■ What you will do ■
Please reproduce the records, omitting nothing and changing nothing.

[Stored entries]
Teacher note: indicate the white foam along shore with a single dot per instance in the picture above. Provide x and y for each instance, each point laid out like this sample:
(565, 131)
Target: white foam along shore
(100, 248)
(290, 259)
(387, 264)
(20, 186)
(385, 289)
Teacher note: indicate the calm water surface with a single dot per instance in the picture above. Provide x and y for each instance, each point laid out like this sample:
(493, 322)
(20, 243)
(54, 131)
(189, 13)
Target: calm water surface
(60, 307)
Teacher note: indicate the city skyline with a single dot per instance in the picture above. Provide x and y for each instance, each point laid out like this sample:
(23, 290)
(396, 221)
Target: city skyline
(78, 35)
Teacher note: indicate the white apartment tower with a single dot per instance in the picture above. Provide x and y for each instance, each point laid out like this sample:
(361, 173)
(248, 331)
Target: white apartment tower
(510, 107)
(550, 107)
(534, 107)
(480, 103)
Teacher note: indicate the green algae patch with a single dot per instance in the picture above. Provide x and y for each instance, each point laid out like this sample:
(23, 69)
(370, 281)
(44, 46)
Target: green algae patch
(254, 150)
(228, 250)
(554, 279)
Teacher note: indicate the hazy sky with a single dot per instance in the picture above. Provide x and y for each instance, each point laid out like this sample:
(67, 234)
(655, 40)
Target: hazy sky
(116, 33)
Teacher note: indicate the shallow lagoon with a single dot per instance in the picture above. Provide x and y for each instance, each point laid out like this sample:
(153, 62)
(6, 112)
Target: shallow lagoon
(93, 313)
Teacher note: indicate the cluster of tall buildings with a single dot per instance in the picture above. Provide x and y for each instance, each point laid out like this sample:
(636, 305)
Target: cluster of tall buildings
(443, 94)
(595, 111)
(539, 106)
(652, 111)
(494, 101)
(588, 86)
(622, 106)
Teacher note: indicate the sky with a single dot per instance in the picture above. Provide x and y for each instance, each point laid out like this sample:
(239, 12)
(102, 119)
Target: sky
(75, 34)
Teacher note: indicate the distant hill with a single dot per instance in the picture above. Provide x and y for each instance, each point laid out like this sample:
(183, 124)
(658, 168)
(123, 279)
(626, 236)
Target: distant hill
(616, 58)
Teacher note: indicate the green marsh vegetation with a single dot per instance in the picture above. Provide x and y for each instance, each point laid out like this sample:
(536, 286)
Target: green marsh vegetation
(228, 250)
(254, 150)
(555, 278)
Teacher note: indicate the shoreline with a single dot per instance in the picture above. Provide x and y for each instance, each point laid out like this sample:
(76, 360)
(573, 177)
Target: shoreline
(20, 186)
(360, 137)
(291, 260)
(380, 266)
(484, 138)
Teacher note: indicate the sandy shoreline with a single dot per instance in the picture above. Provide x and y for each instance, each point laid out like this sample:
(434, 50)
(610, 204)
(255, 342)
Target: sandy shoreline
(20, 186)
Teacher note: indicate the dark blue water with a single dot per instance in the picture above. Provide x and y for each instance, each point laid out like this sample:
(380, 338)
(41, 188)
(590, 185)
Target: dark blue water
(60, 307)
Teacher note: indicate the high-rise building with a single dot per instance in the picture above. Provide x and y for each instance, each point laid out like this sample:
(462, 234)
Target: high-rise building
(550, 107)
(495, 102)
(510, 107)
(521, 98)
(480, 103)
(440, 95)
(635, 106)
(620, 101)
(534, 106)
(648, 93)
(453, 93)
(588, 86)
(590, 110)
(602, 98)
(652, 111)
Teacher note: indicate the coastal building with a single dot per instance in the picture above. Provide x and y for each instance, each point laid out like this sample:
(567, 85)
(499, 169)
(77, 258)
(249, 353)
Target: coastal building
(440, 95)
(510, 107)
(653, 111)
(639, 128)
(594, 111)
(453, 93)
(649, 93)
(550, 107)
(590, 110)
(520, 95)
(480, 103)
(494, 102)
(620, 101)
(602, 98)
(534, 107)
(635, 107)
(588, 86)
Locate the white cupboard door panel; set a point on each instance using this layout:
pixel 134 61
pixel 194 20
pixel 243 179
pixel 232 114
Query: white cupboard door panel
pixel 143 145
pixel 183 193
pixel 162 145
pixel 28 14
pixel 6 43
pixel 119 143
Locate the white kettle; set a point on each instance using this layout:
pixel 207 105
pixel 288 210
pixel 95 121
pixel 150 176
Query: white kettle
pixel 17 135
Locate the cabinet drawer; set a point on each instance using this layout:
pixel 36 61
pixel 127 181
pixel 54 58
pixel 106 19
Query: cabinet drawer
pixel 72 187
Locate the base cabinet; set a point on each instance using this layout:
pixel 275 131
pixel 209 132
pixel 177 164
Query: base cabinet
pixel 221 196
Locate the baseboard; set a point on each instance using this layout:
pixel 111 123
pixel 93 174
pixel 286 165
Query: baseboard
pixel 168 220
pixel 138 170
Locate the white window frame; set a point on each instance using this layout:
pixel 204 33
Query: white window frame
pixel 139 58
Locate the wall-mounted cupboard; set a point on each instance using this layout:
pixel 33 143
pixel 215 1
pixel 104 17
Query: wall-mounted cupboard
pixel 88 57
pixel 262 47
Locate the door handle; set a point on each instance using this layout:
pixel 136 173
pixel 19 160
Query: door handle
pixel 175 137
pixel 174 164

■ Reply to the task ■
Teacher note: indicate the white foam along shore with a single dot per instance in the picture above. Provide x and y for each instance, each point laid out like this sample:
(565, 131)
Target: white foam along shore
(100, 248)
(290, 259)
(387, 264)
(20, 186)
(385, 289)
Teacher note: indicate the calm water surface with a single dot per instance in the picture above. Provide x and y for each instance, each point laid out like this sample:
(493, 322)
(20, 243)
(54, 131)
(189, 13)
Target: calm water surface
(60, 307)
Teacher note: indicate the city skyline with a single dot per instance in the picture above. Provide x and y for each instance, each point laid out like this sample:
(23, 290)
(396, 221)
Target: city skyline
(78, 35)
Teacher note: indicate the white apartment tower with a single dot per instance in the picture above. Provide x and y for each instance, each point laid out like this sample:
(361, 173)
(248, 331)
Target: white apartment tower
(510, 107)
(550, 107)
(534, 107)
(480, 103)
Teacher note: indicate the green algae patch with a single dot per instance in the picture above. Provide x and y for each instance, each point laid out like this sample:
(23, 69)
(370, 281)
(44, 46)
Target: green algae patch
(254, 150)
(228, 250)
(554, 279)
Teacher note: indicate the hazy sky with a single dot per instance in the picture above. Provide x and y for each instance, each point laid out like this sample:
(67, 234)
(655, 40)
Target: hazy sky
(116, 33)
Teacher note: indicate the shallow lagoon with a single dot per instance in the picture above. Provide x and y for each instance, each point laid out like this sample:
(153, 62)
(6, 112)
Target: shallow lagoon
(93, 313)
Teacher note: indicate the cluster of tall buildings with a single dot per instance in the picture above. Provide x and y for each instance, each point laid out like this sample:
(636, 305)
Target: cluster of tall buildings
(443, 94)
(595, 111)
(539, 106)
(652, 111)
(494, 101)
(588, 86)
(622, 106)
Teacher note: indicate the sky with a single dot per instance in the picture above. Provide x and y for each instance, each point laid out like this sample:
(239, 12)
(102, 119)
Target: sky
(75, 34)
Teacher note: indicate the distant hill with a single dot per instance in the picture above. Provide x and y for each instance, each point laid out like this sample:
(183, 124)
(658, 168)
(123, 279)
(626, 236)
Target: distant hill
(616, 58)
Teacher note: indicate the green marsh vegetation with a single dot per instance in the picture above. Provide x and y for each instance, each point laid out like this sample:
(536, 286)
Target: green marsh vegetation
(228, 250)
(254, 150)
(555, 278)
Teacher note: indicate the shoreline with a single dot per instance in the picture above. Provide x and y for each instance, each point laid out like this sample:
(76, 360)
(573, 177)
Target: shoreline
(20, 186)
(360, 137)
(291, 260)
(380, 266)
(484, 138)
Teacher note: indicate the sandy shoreline with a single dot per instance in the picture above. Provide x and y for each instance, each point laid out like this sample:
(434, 50)
(610, 204)
(255, 342)
Target: sandy shoreline
(20, 186)
Teacher note: indicate the dark blue water with a single dot per instance in the picture above. Provide x and y for each instance, each point laid out like this sample:
(380, 338)
(41, 188)
(590, 185)
Target: dark blue water
(60, 307)
Teacher note: indicate the high-rise building with a single dot per instance in the picture above. Provide x and y for each instance, each point laid out like this sample:
(462, 234)
Target: high-rise building
(550, 107)
(495, 102)
(510, 107)
(521, 98)
(480, 103)
(440, 95)
(635, 106)
(620, 101)
(534, 106)
(648, 93)
(453, 93)
(588, 86)
(590, 110)
(602, 98)
(652, 111)
Teacher note: indicate the coastal building with a single dot per instance in the picture above. Provide x and y for each instance, each point laid out like this sample:
(567, 85)
(499, 169)
(77, 258)
(249, 353)
Target: coastal building
(440, 95)
(510, 107)
(653, 111)
(639, 128)
(594, 111)
(453, 93)
(649, 93)
(550, 107)
(590, 110)
(520, 95)
(480, 103)
(494, 102)
(620, 101)
(602, 98)
(534, 107)
(635, 107)
(588, 86)
Locate the white cupboard door panel; set a point on each instance using this layout:
pixel 134 61
pixel 194 20
pixel 243 179
pixel 232 114
Query: white cupboard door panel
pixel 143 145
pixel 183 193
pixel 162 145
pixel 28 14
pixel 6 43
pixel 119 143
Locate the white kettle; set a point on each instance using this layout:
pixel 207 105
pixel 288 210
pixel 95 121
pixel 150 176
Query: white kettle
pixel 17 135
Locate the cabinet drawer; set a point on each instance using this layout:
pixel 36 61
pixel 127 181
pixel 54 58
pixel 106 19
Query: cabinet drawer
pixel 72 187
Locate the base cabinet; set a point on each instance using this layout:
pixel 275 131
pixel 209 132
pixel 177 164
Query: base cabinet
pixel 221 196
Locate the baseboard; set a point on each instance using this layout:
pixel 111 123
pixel 93 174
pixel 286 165
Query: baseboard
pixel 168 220
pixel 138 170
Locate the white window frame; set a point on each instance using this layout:
pixel 204 33
Query: white window frame
pixel 139 58
Locate the wall-mounted cupboard; set a point on each instance using this layout:
pixel 33 143
pixel 215 1
pixel 104 17
Query: wall-mounted cupboard
pixel 88 57
pixel 262 47
Locate the door handle; set a point on each instance using this layout:
pixel 136 173
pixel 19 160
Query: door handle
pixel 175 137
pixel 174 164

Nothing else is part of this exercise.